Location identification items:
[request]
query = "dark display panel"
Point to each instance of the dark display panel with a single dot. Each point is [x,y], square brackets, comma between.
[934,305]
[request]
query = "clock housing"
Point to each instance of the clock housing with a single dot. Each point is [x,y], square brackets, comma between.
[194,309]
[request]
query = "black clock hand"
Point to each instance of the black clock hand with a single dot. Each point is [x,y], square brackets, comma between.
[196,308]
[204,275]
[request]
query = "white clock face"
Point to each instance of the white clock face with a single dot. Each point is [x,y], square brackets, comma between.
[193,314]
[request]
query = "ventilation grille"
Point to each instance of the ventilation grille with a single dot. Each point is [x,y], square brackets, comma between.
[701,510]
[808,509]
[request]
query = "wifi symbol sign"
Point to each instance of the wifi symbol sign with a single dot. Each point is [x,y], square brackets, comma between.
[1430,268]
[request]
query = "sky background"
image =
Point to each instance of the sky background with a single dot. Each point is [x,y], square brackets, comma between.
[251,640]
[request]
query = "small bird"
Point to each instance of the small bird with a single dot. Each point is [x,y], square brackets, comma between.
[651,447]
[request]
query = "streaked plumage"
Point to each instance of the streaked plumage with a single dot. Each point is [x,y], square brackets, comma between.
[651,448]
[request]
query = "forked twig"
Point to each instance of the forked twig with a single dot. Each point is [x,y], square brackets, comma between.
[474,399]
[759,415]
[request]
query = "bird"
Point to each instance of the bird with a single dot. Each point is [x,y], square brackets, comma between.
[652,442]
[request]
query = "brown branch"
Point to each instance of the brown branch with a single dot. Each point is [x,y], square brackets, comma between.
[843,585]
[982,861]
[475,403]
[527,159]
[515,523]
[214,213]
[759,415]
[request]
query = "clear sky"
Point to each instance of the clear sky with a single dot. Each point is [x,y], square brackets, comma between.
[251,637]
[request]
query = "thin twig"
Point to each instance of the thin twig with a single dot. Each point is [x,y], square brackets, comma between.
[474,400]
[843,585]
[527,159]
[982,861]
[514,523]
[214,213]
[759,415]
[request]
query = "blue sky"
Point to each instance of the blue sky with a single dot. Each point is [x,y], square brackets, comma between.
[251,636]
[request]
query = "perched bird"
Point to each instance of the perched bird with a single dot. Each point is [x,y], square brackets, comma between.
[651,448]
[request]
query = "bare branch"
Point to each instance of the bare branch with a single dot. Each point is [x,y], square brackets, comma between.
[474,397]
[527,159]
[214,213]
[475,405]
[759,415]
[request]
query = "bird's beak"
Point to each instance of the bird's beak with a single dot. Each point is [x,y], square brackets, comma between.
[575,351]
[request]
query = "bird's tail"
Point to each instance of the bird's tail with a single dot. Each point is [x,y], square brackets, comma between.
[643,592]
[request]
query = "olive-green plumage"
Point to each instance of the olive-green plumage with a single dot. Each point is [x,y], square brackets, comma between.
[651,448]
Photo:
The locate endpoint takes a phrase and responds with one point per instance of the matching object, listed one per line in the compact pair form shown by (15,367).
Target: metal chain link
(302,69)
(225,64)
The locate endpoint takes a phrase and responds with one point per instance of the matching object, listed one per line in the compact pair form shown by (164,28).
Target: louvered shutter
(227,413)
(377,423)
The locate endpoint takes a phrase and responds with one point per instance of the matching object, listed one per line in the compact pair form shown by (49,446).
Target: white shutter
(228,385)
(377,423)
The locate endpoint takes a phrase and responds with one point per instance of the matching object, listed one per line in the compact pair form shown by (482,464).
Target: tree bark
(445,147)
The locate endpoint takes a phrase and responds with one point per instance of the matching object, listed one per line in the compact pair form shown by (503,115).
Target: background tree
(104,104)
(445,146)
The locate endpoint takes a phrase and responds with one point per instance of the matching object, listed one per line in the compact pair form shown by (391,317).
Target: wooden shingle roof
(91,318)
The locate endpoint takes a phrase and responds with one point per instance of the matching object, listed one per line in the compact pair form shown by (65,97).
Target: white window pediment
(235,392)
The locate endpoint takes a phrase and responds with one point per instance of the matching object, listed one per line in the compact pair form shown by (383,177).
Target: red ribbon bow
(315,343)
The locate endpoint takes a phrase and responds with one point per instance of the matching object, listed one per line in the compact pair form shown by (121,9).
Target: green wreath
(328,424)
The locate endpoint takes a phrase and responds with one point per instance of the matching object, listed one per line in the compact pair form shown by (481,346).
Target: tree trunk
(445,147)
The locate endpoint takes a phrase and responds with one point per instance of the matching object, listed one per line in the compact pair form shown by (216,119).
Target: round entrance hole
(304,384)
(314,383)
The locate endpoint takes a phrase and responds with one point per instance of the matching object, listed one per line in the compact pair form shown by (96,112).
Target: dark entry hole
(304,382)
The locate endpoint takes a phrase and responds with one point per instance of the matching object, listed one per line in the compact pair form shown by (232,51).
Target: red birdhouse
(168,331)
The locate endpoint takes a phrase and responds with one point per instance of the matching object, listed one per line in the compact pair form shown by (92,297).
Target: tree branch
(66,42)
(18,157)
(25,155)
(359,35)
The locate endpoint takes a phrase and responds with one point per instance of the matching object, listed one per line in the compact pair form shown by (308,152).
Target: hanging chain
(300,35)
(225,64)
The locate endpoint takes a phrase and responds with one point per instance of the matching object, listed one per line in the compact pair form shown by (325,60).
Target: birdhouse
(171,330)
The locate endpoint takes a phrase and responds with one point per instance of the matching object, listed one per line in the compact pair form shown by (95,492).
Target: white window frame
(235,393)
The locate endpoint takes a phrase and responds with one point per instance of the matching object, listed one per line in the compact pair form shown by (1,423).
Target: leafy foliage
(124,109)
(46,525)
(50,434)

...

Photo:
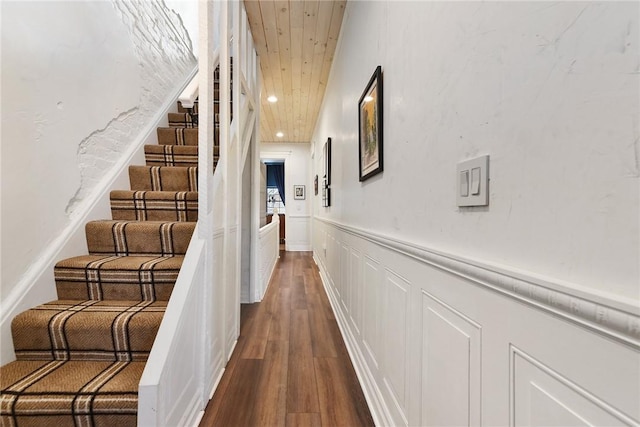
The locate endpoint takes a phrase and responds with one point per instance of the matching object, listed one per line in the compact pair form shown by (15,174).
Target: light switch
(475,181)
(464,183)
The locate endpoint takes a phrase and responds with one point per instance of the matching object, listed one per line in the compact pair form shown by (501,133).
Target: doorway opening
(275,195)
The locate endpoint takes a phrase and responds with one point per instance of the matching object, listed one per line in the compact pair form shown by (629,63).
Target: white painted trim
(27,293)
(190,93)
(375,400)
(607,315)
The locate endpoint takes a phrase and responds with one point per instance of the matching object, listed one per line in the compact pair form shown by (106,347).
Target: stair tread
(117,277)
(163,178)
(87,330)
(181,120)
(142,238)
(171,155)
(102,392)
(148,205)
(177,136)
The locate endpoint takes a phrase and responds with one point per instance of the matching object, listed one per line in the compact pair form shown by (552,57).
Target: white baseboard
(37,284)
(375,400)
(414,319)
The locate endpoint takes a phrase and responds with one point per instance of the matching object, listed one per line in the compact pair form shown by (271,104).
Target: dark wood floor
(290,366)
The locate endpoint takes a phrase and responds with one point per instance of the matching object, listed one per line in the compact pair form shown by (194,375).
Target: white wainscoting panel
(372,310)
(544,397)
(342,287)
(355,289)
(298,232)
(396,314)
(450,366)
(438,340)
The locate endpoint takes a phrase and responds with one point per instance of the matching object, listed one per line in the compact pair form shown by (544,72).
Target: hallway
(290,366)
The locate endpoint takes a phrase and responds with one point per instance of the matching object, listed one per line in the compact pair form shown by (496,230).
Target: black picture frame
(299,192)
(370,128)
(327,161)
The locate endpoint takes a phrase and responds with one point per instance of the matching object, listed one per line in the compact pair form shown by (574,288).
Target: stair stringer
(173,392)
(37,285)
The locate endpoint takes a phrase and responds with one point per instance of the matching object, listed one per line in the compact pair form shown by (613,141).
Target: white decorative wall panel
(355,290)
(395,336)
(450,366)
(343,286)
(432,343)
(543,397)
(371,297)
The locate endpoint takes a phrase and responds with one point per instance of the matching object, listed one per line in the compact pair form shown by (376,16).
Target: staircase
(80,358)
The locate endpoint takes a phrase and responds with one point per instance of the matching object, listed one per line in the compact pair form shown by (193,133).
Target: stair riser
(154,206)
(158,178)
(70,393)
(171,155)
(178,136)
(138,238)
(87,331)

What is being asked:
Extract every line of the material above that contains the string "beak", copying each whole line. Case counts.

Response below:
query = "bird's beak"
Point to each instance of the bird's beak with a single dot. Each point is [x,y], square brackets, comma between.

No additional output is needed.